── Material supplied ──

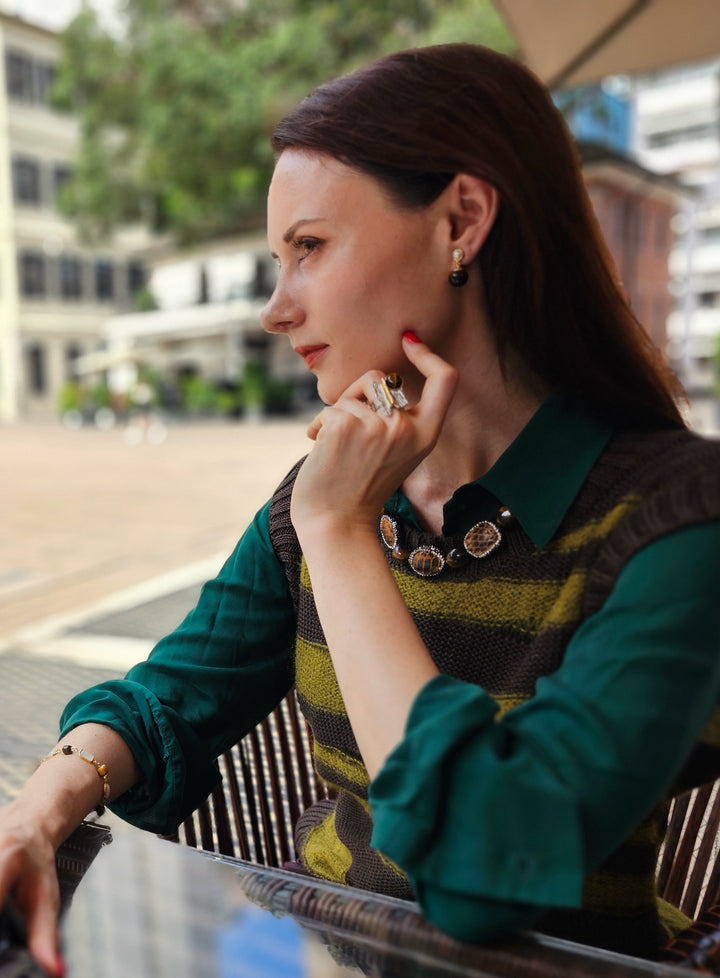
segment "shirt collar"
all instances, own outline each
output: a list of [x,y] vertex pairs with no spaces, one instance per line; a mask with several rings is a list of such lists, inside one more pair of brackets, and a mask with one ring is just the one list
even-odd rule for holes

───
── Material supplied ──

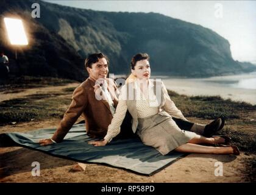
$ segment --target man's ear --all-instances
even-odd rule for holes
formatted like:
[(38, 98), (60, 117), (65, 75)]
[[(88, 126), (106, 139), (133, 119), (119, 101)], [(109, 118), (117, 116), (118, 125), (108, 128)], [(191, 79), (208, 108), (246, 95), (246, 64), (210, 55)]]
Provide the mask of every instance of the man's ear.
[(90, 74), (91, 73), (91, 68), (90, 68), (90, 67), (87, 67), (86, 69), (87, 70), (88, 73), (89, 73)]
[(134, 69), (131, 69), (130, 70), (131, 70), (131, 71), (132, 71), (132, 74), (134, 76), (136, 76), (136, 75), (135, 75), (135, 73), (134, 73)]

───
── Material supplied ──

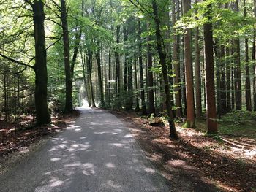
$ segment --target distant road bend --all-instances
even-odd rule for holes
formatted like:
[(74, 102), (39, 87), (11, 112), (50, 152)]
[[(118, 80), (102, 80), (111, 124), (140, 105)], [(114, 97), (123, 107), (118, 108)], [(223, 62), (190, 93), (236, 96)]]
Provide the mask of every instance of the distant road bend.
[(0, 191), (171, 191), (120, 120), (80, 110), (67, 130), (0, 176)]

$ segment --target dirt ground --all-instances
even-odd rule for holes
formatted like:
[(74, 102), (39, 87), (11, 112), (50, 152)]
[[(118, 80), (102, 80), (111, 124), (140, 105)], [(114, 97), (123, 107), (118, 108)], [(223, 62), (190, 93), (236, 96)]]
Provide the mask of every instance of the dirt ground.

───

* **What needs to be done**: Reproduce verbatim every line of the records from the line containing "road bend --all-instances" down to the line containing "Provide the mask of every instance of the dirt", including both of those lines.

* **Solution to the exercise**:
$ segment --target distant road bend --all-instances
even-odd rule for holes
formatted like:
[(74, 102), (39, 87), (11, 112), (50, 152)]
[[(118, 80), (102, 80), (111, 124), (140, 105)], [(114, 97), (123, 107), (118, 108)], [(223, 62), (190, 93), (236, 96)]]
Provide the mask of every instance of the distant road bend.
[(0, 191), (171, 191), (120, 120), (80, 110), (67, 130), (0, 176)]

$ segment --target dirt ground --all-instances
even-odd rule for holes
formatted like:
[(74, 102), (39, 87), (11, 112), (50, 152)]
[[(118, 80), (102, 80), (111, 124), (140, 105)], [(114, 97), (123, 107), (118, 108)], [(223, 62), (190, 93), (236, 96)]]
Provide the mask of every instance of the dirt ground.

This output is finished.